***** MATERIAL PROVIDED

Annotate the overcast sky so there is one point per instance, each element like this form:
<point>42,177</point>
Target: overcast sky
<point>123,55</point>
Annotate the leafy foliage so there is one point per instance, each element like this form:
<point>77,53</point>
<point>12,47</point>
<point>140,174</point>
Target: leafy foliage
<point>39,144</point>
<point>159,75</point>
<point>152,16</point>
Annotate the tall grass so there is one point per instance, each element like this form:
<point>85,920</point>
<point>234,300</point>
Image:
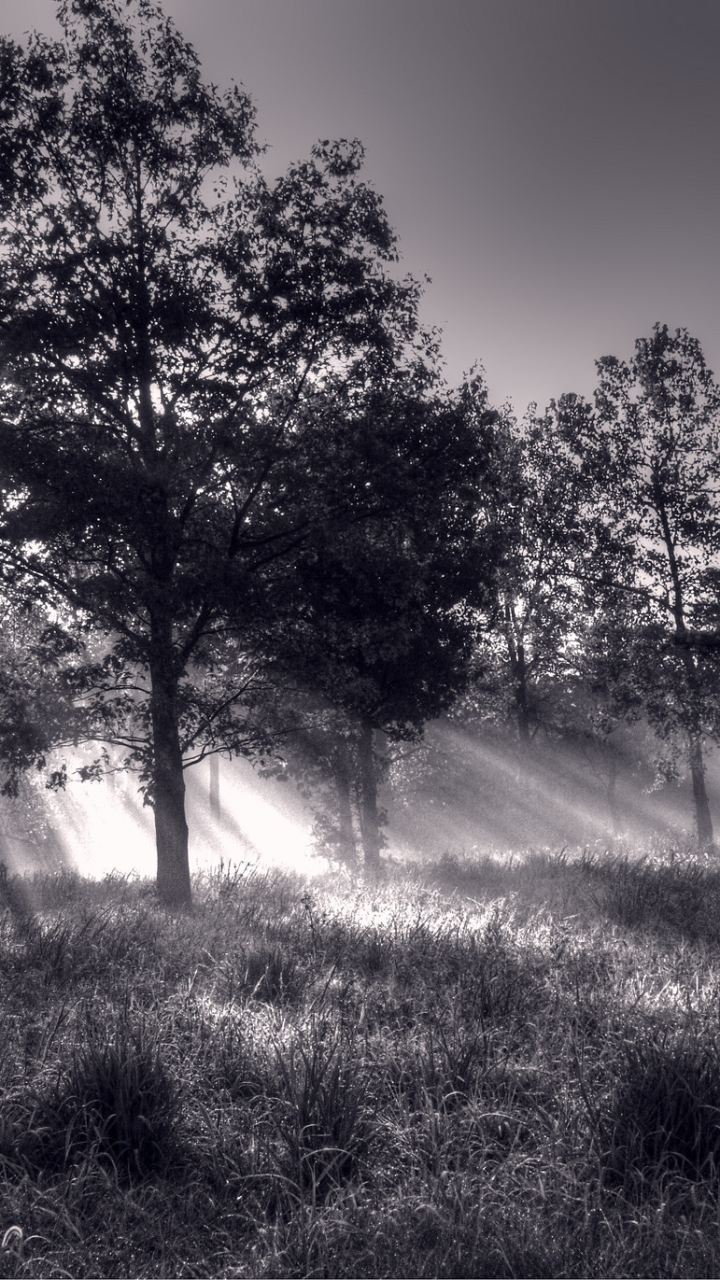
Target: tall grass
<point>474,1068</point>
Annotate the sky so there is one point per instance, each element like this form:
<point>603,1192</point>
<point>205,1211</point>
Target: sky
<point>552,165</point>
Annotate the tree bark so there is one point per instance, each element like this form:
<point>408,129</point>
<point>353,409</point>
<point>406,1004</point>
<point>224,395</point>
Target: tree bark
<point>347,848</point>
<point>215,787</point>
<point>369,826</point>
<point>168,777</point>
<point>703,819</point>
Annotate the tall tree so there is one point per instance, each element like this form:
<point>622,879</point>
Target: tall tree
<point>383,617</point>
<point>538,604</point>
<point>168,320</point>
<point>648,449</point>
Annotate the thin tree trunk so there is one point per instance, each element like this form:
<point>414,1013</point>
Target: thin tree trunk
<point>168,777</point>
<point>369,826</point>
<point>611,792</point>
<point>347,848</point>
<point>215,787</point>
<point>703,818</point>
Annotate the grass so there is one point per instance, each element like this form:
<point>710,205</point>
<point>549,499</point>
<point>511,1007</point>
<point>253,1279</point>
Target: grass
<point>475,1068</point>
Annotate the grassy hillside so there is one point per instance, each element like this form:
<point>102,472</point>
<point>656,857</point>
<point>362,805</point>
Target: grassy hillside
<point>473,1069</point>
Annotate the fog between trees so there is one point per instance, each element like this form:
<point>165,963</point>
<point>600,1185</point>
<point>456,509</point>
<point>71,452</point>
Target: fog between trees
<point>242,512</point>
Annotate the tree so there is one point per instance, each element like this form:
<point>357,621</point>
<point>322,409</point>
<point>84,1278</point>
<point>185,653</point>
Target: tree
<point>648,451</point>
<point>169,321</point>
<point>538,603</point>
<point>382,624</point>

**********

• GIVEN PROBLEM
Your task is to return, exactly and on their own, the lines from the one containing "Annotate the tall tree" through the last line of the listing.

• FINISHED EXERCISE
Annotate the tall tree so there is one point per instance, each element like this form:
<point>622,879</point>
Target: tall tree
<point>383,617</point>
<point>538,604</point>
<point>168,320</point>
<point>648,449</point>
Annotate the thin tree trunk so there is one point per instance, each element like this form:
<point>414,1013</point>
Target: thin tree trunk
<point>168,777</point>
<point>369,826</point>
<point>611,792</point>
<point>347,848</point>
<point>215,787</point>
<point>703,818</point>
Annotate the grass so there is one point per instance, each element like this form:
<point>710,205</point>
<point>549,499</point>
<point>511,1007</point>
<point>253,1279</point>
Target: grass
<point>475,1068</point>
Annotate the grassy hillside so there is one point per instance, each element like this form:
<point>102,472</point>
<point>656,857</point>
<point>362,805</point>
Target: grassy hillside
<point>473,1069</point>
Annotate the fog between trees so there is one point per instance, each element like this form:
<point>165,963</point>
<point>600,1185</point>
<point>456,509</point>
<point>71,452</point>
Target: fog between trees
<point>242,512</point>
Annotate the tree so there is one point per instance, each element like this form:
<point>357,621</point>
<point>322,409</point>
<point>84,1278</point>
<point>185,653</point>
Target: tree
<point>648,451</point>
<point>169,321</point>
<point>538,603</point>
<point>382,624</point>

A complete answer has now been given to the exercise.